◆ Directive:
Please give the data below again in full, exactly as it stands.

◆ Items listed in a dataset:
....

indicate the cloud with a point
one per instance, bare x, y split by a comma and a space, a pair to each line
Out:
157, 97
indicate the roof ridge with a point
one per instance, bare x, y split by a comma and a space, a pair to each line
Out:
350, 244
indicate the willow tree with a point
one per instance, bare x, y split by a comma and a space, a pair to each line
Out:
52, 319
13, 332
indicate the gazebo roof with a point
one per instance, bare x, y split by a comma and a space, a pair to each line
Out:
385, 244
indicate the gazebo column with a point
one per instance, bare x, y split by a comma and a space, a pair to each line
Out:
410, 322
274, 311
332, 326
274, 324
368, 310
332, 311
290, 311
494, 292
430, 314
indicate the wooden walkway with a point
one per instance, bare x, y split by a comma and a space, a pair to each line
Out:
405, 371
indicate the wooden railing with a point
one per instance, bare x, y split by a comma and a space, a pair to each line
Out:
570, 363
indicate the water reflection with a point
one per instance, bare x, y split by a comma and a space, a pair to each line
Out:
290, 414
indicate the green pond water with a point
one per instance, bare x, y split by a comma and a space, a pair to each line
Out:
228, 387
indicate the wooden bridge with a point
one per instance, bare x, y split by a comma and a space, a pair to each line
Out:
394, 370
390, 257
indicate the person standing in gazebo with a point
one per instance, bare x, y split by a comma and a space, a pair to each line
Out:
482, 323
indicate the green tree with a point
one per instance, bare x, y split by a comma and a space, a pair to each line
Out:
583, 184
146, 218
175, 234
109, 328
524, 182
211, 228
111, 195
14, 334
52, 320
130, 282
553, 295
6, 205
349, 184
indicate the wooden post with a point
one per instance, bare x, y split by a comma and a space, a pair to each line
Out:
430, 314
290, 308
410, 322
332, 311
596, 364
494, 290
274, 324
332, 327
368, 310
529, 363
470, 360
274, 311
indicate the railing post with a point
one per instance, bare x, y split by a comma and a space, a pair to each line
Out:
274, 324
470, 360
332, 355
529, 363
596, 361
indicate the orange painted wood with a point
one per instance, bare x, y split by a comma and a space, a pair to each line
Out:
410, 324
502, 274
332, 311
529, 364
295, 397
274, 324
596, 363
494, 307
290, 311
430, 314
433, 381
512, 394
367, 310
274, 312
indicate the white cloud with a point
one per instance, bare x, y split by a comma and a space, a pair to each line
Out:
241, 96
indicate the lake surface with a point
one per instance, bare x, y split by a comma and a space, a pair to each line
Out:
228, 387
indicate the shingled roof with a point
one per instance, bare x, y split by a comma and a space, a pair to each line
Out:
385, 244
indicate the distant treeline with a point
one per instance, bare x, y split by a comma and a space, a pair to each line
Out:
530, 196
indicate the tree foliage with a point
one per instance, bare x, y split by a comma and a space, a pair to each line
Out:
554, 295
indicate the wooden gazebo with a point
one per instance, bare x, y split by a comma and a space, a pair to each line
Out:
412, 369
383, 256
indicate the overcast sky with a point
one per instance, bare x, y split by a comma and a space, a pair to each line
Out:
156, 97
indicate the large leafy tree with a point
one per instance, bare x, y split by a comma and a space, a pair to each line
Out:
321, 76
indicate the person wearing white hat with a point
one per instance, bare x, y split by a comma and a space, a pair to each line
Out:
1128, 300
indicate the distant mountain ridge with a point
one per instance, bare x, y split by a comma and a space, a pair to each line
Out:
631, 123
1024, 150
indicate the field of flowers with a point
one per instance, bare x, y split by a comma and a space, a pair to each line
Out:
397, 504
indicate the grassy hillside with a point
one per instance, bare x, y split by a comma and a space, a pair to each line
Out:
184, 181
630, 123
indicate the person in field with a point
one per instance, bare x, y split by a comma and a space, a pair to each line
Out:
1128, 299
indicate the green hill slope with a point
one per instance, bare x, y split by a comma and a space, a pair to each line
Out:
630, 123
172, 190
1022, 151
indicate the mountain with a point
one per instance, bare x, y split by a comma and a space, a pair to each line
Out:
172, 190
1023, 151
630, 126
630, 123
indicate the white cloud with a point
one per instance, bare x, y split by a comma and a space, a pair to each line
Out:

....

◆ Response to this exercise:
indicate the cloud with a point
one per instance, bare x, y split by a comma and a space, a pair to each line
Out:
157, 97
indicate the roof ridge with a point
one per instance, bare x, y split by a comma and a space, a pair to each line
Out:
350, 244
indicate the willow tree with a point
one per instance, bare x, y split by a comma and a space, a pair to each line
Out:
52, 319
13, 332
indicate the gazebo roof with a point
one per instance, bare x, y split by a comma and a space, a pair to each line
Out:
385, 244
indicate the gazebo column with a point
one per instance, bare x, y split by a comma and a space, a pair to each line
Out:
410, 322
274, 311
332, 326
274, 324
368, 310
332, 311
290, 311
494, 292
430, 314
indicate the wooden walkway with a point
one per instance, bare x, y split by a comma and a space, a pair to each line
Out:
405, 371
indicate the wooden railing with a point
one per instance, bare x, y split by a comma and a space, a pair to each line
Out:
570, 363
indicate the water reflection with a point
one per instance, bare x, y split by a comma and a space, a pair to each line
Out:
290, 414
indicate the green pond water with a point
one per instance, bare x, y split by a comma and a space, a pair to each line
Out:
228, 387
indicate the wooden bridge with a point
one per instance, bare x, y split by a comma and a space, a pair to each line
Out:
394, 370
390, 257
indicate the person standing in gazebo with a point
one per instance, bare x, y split by a comma and a space, a pair to each line
Out:
482, 323
indicate the green tree with a point
one per instance, bare x, y split by a comma and a space, a pair to each line
Out:
583, 184
146, 218
175, 234
109, 328
524, 182
211, 228
111, 195
14, 334
52, 320
130, 282
553, 295
6, 205
349, 184
indicate the wooden post with a point
one per instance, bare x, y split by a comma and a space, a pair to each line
Out:
430, 314
290, 308
410, 322
332, 311
596, 364
494, 290
274, 324
332, 327
368, 310
529, 363
470, 360
274, 311
indicate the railing post with a point
one per instance, bare x, y split by a comma and a space, a pair to each line
Out:
274, 324
470, 360
332, 355
529, 363
596, 361
indicate the orange painted wood with a point
one per instance, bare x, y split by a comma and a space, a pair to each line
Out:
410, 324
502, 274
332, 311
529, 364
295, 397
274, 324
596, 363
494, 307
290, 311
430, 314
433, 381
512, 394
367, 310
274, 312
indicate the white cloud with a point
one per instance, bare x, y split by a comma and a space, a pair to each line
Out:
241, 96
indicate the lake surface with a point
one per instance, bare x, y split by a comma and a space, a pair to each line
Out:
228, 387
indicate the shingled roof with a point
one per instance, bare x, y split by a comma and a space, a pair to each line
Out:
385, 244
indicate the distant treeline with a point
one per instance, bare x, y split by a comma and a space, a pair to each line
Out:
530, 196
indicate the tree foliage with a point
one per instance, bare x, y split by a comma and a space, a pair to each line
Out:
554, 295
indicate the wooden gazebo with a point
one per instance, bare x, y split by a comma and a space, a pair to each line
Out:
412, 369
383, 256
indicate the overcast sky with a point
one per instance, bare x, y split by a comma and a space, a pair to each line
Out:
156, 97
indicate the large leafy tree with a point
one per instance, bare x, y split by a comma and a space, a pair to each line
Out:
321, 76
indicate the person wearing white hat with a point
one per instance, bare x, y split by a comma and a space, a pair to each line
Out:
1128, 300
indicate the distant mountain ridge with a point
one per instance, bare x, y split by a comma and a space, a pair to each line
Out:
631, 123
1024, 150
indicate the field of flowers with a point
one per instance, bare x, y split by a comma and a space, a pair to each line
Out:
397, 504
indicate the grassy hillside with a point
one per instance, bare x, y split by a comma and a space, a pair to each line
Out:
184, 181
630, 123
indicate the person in field with a point
one per instance, bare x, y split by a comma and a space, a pair to each line
Out:
1128, 299
indicate the green hill slope with a point
one per instance, bare x, y split by a comma and a space, a pair to each line
Out:
630, 123
172, 190
1022, 151
indicate the mountain with a point
one per instance, bare x, y split by a comma and a space, a pair to each line
Out:
172, 190
1023, 151
630, 126
630, 123
indicate the white cloud with a point
one per instance, bare x, y split by a comma and a space, a pair to each line
Out:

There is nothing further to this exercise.